Stored data:
--- begin ---
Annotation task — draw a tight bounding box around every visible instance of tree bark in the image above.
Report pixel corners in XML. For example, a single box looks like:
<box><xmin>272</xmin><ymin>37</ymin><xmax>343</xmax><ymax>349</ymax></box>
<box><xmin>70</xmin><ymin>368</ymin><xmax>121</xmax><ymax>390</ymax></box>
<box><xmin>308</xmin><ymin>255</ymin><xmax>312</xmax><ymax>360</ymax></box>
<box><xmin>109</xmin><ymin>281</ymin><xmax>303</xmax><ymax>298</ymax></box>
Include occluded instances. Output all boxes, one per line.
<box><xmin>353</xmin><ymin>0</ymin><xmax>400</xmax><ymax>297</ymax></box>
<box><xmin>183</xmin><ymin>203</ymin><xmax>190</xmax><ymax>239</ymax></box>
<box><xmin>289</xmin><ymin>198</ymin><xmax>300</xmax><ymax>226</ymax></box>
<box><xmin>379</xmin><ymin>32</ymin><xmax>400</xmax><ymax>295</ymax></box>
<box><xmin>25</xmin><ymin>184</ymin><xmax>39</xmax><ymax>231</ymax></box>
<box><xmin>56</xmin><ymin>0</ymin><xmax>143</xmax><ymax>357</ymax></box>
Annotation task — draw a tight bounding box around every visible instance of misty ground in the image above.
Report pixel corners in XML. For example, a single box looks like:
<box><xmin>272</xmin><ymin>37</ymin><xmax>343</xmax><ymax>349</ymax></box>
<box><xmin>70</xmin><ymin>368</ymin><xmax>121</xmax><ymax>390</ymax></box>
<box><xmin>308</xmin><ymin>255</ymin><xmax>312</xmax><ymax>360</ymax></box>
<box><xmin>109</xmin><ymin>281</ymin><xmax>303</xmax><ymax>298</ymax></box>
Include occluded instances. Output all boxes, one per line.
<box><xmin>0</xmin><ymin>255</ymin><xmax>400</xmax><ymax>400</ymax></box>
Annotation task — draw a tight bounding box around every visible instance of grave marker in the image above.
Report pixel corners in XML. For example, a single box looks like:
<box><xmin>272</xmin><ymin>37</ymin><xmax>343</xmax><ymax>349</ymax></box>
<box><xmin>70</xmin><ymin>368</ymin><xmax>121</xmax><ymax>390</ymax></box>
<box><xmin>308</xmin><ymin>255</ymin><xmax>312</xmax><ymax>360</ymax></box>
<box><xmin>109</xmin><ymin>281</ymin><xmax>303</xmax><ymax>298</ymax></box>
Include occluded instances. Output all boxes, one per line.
--- end ---
What to do: Copy all of the material above line for line, with no changes.

Correct result:
Annotation task — draw a tight bounding box around every visible instance of tree bark in the image above.
Report pixel corners in XML. For example, a single box looks like:
<box><xmin>272</xmin><ymin>37</ymin><xmax>343</xmax><ymax>349</ymax></box>
<box><xmin>70</xmin><ymin>368</ymin><xmax>121</xmax><ymax>390</ymax></box>
<box><xmin>308</xmin><ymin>255</ymin><xmax>312</xmax><ymax>360</ymax></box>
<box><xmin>109</xmin><ymin>281</ymin><xmax>303</xmax><ymax>298</ymax></box>
Include occluded instances. Output all boxes, one per line.
<box><xmin>353</xmin><ymin>0</ymin><xmax>400</xmax><ymax>297</ymax></box>
<box><xmin>183</xmin><ymin>203</ymin><xmax>190</xmax><ymax>239</ymax></box>
<box><xmin>289</xmin><ymin>198</ymin><xmax>300</xmax><ymax>226</ymax></box>
<box><xmin>379</xmin><ymin>32</ymin><xmax>400</xmax><ymax>295</ymax></box>
<box><xmin>25</xmin><ymin>184</ymin><xmax>39</xmax><ymax>231</ymax></box>
<box><xmin>56</xmin><ymin>0</ymin><xmax>143</xmax><ymax>357</ymax></box>
Annotation task — draw a tight bounding box around every visible instance of misty ground in the image above.
Report pixel corners in XML. For example, a single box looks like:
<box><xmin>272</xmin><ymin>37</ymin><xmax>343</xmax><ymax>349</ymax></box>
<box><xmin>70</xmin><ymin>368</ymin><xmax>121</xmax><ymax>390</ymax></box>
<box><xmin>308</xmin><ymin>255</ymin><xmax>312</xmax><ymax>360</ymax></box>
<box><xmin>109</xmin><ymin>281</ymin><xmax>303</xmax><ymax>298</ymax></box>
Include occluded instances. Output all boxes, one per line.
<box><xmin>0</xmin><ymin>255</ymin><xmax>400</xmax><ymax>400</ymax></box>
Annotation task — draw a tight bounding box around every visible instance of grave marker in the image above.
Report pixel corners in XML. For example, a single box looks like:
<box><xmin>272</xmin><ymin>37</ymin><xmax>343</xmax><ymax>349</ymax></box>
<box><xmin>70</xmin><ymin>368</ymin><xmax>121</xmax><ymax>390</ymax></box>
<box><xmin>308</xmin><ymin>255</ymin><xmax>312</xmax><ymax>360</ymax></box>
<box><xmin>109</xmin><ymin>281</ymin><xmax>303</xmax><ymax>298</ymax></box>
Include occluded instances. Output all boxes, one per line.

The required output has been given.